* [Records for the exercise]
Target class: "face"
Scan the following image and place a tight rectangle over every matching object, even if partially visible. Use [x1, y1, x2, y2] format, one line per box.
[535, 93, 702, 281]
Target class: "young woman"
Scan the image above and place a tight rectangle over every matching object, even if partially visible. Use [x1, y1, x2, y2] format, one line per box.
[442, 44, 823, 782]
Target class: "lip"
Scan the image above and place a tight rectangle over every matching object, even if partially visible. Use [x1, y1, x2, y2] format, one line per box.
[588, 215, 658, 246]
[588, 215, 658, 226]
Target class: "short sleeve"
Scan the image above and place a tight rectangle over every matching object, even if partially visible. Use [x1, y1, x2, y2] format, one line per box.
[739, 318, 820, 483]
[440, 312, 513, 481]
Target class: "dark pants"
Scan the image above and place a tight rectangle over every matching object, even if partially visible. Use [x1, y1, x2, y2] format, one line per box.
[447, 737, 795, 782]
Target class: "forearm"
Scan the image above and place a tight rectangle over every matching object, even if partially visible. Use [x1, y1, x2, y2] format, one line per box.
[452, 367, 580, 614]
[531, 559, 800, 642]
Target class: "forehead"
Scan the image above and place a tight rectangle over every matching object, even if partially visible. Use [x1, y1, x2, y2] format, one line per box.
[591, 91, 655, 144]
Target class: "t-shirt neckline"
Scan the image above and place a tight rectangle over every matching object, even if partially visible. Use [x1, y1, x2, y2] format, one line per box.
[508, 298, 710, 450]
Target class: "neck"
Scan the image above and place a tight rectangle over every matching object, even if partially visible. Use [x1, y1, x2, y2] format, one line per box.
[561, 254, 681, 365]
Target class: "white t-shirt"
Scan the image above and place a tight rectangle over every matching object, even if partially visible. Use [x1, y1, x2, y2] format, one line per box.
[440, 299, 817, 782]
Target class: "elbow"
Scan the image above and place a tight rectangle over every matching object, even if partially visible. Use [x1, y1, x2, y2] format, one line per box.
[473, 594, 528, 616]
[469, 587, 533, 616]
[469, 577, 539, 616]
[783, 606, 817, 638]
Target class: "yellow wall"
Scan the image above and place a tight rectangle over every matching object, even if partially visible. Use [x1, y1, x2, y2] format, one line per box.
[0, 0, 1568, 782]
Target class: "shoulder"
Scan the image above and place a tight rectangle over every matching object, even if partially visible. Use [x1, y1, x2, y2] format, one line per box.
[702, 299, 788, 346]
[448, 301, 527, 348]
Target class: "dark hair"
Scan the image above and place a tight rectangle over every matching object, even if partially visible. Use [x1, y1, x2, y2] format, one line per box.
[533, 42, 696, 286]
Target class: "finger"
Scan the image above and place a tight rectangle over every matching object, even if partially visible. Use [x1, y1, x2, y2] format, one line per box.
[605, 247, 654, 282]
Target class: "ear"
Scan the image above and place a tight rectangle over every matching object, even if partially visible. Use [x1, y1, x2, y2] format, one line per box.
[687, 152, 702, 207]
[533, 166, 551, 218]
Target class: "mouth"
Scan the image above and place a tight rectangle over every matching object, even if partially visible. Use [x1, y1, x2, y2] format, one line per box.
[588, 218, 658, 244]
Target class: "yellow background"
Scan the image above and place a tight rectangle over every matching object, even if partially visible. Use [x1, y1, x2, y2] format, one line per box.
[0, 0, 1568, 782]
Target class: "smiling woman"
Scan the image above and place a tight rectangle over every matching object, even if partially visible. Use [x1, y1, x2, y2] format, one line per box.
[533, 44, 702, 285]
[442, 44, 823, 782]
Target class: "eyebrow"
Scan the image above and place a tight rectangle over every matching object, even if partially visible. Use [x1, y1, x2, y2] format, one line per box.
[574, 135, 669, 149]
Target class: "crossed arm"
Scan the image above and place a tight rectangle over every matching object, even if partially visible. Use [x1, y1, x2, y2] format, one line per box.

* [Given request] Please arrange all the records above as a JSON list of strings, with one string for each line and any blank lines left out.

* [Finished task]
[
  "Target class: \"face\"",
  "Scan the following image and place a tight rectangle over every matching object, even if partially visible. Use [x1, y1, x2, y2] format, one line per box.",
  "[535, 93, 702, 281]",
  "Target class: \"young woman\"",
  "Scan the image above and place a tight rectangle over every matching object, even if partially visible. Use [x1, y1, x2, y2] format, one line per box.",
  "[442, 44, 823, 782]",
  "Target class: \"lip\"",
  "Scan the image above and place a tight rectangle over every matching object, even if partially visible. Use [x1, y1, x2, y2] format, one line per box.",
  "[588, 215, 658, 246]",
  "[588, 215, 658, 226]",
  "Target class: \"short sleeve\"",
  "Scan the image above and place a tight rectangle over every matching object, even if partially visible. Use [x1, y1, x2, y2] format, one line per box.",
  "[739, 318, 820, 483]",
  "[440, 312, 513, 481]",
  "Target class: \"dark pants\"",
  "Scan the image above and place a tight rectangle over every matching object, even if partially visible. Use [x1, y1, x2, y2] format, one line per box.",
  "[447, 737, 795, 782]",
  "Target class: \"forearm\"",
  "Scan the image above and place a tight rectangle over every matching object, even if partially visible. Use [x1, y1, x2, y2] format, one line per box.",
  "[452, 367, 580, 614]",
  "[531, 559, 800, 642]",
  "Target class: \"forehead\"",
  "Scan the image above and place a tight rectangle over every matching object, even if partially visible. Use [x1, y1, x2, y2] format, one line per box.",
  "[591, 91, 655, 144]",
  "Target class: \"t-shirt neckline\"",
  "Scan the image above and place a tight rectangle over every matching object, even if partially visible. Use [x1, y1, x2, y2] format, one line per box.",
  "[508, 298, 710, 450]",
  "Target class: \"neck\"",
  "Scan the image above and place a tight rectangle over every matching object, even if partially visible. Use [x1, y1, x2, y2] format, one line per box.",
  "[561, 254, 681, 365]",
  "Target class: \"white t-shirt\"",
  "Scan the image above and place a tight rectangle over every matching object, even if partially visible. Use [x1, y1, x2, y2] format, one line per box.",
  "[440, 299, 817, 782]",
  "Target class: \"elbow\"",
  "Scan the image above and place a tight rectangle over every matching object, even if partially visible. Use [x1, y1, x2, y2] format, one line per box.",
  "[473, 594, 528, 616]",
  "[469, 587, 533, 616]",
  "[469, 577, 539, 616]",
  "[783, 606, 817, 638]",
  "Target class: \"yellow wall\"",
  "Scan the image above and place a tight rectangle over every matching object, even if partially visible. Use [x1, y1, x2, y2] format, one line per box.",
  "[0, 0, 1568, 782]",
  "Target class: \"shoulder\"",
  "Scan the image above and place a tight rectangle over every matching object, even if partially visible. Use [x1, y1, x2, y2] format, one line per box.",
  "[702, 299, 788, 346]",
  "[448, 301, 527, 348]",
  "Target class: \"dark hair\"",
  "Scan the image above and place a tight rectangle over every matching object, even if partially visible. Use [x1, y1, x2, y2] format, one line per box.",
  "[533, 42, 696, 286]",
  "Target class: \"finger\"",
  "Scan the image above and place a tight rectangle over every matching object, even if partially visible. Use [x1, y1, x2, y2] format, one line per box.",
  "[605, 247, 654, 282]",
  "Target class: \"ear\"",
  "Scan the image above and place a tight rectangle over every matching object, even if partially visible. Use [x1, y1, x2, y2] format, one line per box.",
  "[687, 152, 702, 207]",
  "[533, 166, 551, 218]",
  "Target class: \"mouth\"",
  "Scan the image above and place a tight rectangle over every matching object, even if partially visible. Use [x1, y1, x2, y2] format, one line per box.",
  "[588, 218, 658, 244]",
  "Target class: \"yellow background\"",
  "Scan the image above and place a tight rectangle over every matching object, even if partially visible. Use [x1, y1, x2, y2] format, one line per box.",
  "[0, 0, 1568, 782]",
  "Target class: \"smiling woman\"",
  "Scan the image above and place a tight rectangle over every matching object, even if partially visible. Use [x1, y1, x2, y2] format, one line per box.",
  "[533, 44, 702, 285]",
  "[442, 44, 823, 782]",
  "Target class: \"eyebrow\"",
  "Scan the image above and place a tight rectangle over every matching object, even if partially visible. Use [x1, y1, x2, y2] format, one line per box.",
  "[574, 135, 669, 149]",
  "Target class: \"crossed arm\"",
  "Scan the image above and place a tight rectangle over every matching object, even if partially visible. Use [x1, y1, x2, y2] format, one line per box."
]